Copy every one of the records below word for word, leaving out the pictures.

<<<<

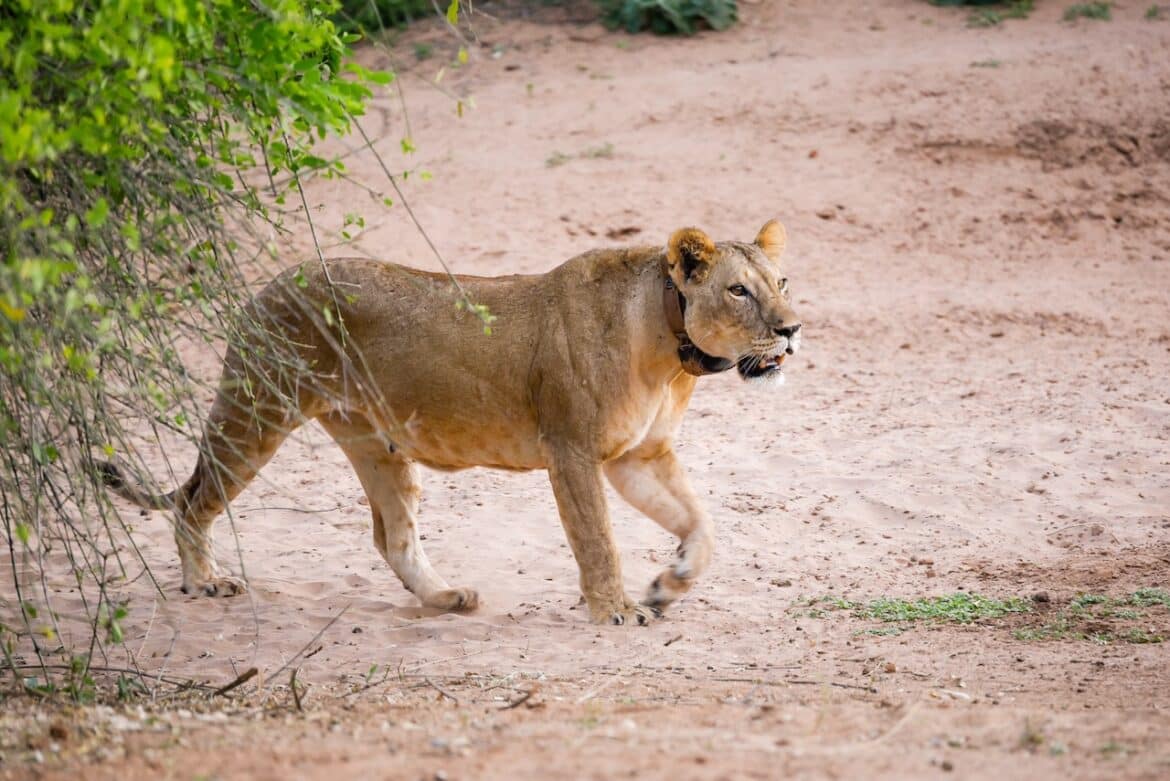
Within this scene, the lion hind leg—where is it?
[174,398,298,596]
[321,413,480,610]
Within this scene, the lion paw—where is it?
[642,565,694,615]
[180,575,248,596]
[422,588,480,610]
[593,603,655,627]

>>>>

**Exercise result**
Within this scene, the lion hind leg—where is it?
[174,398,298,596]
[321,413,480,610]
Within this scene, the lion paw—where is it?
[642,565,694,615]
[180,575,248,596]
[422,588,480,610]
[593,603,655,627]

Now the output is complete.